■ Task instructions ■
Reproduce each line exactly.
┌──
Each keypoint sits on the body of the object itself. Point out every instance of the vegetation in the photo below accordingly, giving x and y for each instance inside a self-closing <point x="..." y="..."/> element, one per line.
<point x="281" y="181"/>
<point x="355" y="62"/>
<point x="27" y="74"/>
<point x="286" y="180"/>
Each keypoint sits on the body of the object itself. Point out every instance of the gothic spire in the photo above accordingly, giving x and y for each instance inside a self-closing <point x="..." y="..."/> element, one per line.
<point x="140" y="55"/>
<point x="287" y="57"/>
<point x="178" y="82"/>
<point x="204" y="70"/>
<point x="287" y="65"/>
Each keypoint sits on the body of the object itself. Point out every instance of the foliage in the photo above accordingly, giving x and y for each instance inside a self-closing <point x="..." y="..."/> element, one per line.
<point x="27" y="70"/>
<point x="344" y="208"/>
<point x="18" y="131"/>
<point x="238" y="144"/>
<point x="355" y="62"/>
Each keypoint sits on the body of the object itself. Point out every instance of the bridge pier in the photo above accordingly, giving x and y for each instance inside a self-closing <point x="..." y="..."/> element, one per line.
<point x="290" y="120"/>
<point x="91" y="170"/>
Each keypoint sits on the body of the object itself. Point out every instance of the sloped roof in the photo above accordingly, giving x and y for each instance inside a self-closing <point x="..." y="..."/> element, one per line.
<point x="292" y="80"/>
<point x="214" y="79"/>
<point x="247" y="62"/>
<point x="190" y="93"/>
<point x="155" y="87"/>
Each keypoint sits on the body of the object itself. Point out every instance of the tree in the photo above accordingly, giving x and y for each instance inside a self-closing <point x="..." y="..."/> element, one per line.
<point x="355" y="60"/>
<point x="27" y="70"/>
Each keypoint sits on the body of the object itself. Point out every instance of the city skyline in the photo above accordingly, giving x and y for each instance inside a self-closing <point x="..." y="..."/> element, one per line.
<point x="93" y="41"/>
└──
■ Reply to the exercise ■
Each keypoint sits on the body of the object itself. Point out every instance of the vegetation in the photo below accordingly, giving x and y for each instance inside a self-closing <point x="..." y="..."/> element, one per line.
<point x="281" y="181"/>
<point x="355" y="62"/>
<point x="27" y="74"/>
<point x="286" y="180"/>
Each keypoint sits on the body of the object itself. Point out every instance of the gothic spire in the photo above accordingly, giving x and y for each instance inside a self-closing <point x="..." y="..."/> element, one per line.
<point x="140" y="55"/>
<point x="287" y="57"/>
<point x="178" y="82"/>
<point x="204" y="70"/>
<point x="287" y="65"/>
Each keypoint sits on the body of the object itself. Point out every instance of the foliage in the photo above accordingly, giving x and y for each instance inside a self-closing <point x="..." y="..."/> element, one per line.
<point x="27" y="70"/>
<point x="344" y="208"/>
<point x="18" y="131"/>
<point x="238" y="144"/>
<point x="355" y="62"/>
Each keypoint sits on the body of the object itself. Point out every instance of the bridge pier in the photo above accordingly, giving x and y for each instance inside a self-closing <point x="..." y="..."/> element, one per line.
<point x="290" y="120"/>
<point x="91" y="170"/>
Each keypoint sits on the body of the object itself. Point out every instance of the sloped roof in the photo above accordingly, giving x and y for each instance inside a self-closing <point x="..." y="..."/> element, one per line.
<point x="292" y="80"/>
<point x="214" y="79"/>
<point x="247" y="62"/>
<point x="190" y="93"/>
<point x="155" y="87"/>
Each keypoint sits on the body of the object itself. Point out every instance of the tree in the photo above accordingly, giving x and y for each instance inside a self-closing <point x="..." y="..."/> element, one per line.
<point x="355" y="60"/>
<point x="27" y="70"/>
Each keypoint sits on the body of the object itself. Point out every instance of the city skyline in the photo above accordingly, giving x and y for each instance inside a self-closing <point x="..." y="..."/> element, one per line.
<point x="93" y="41"/>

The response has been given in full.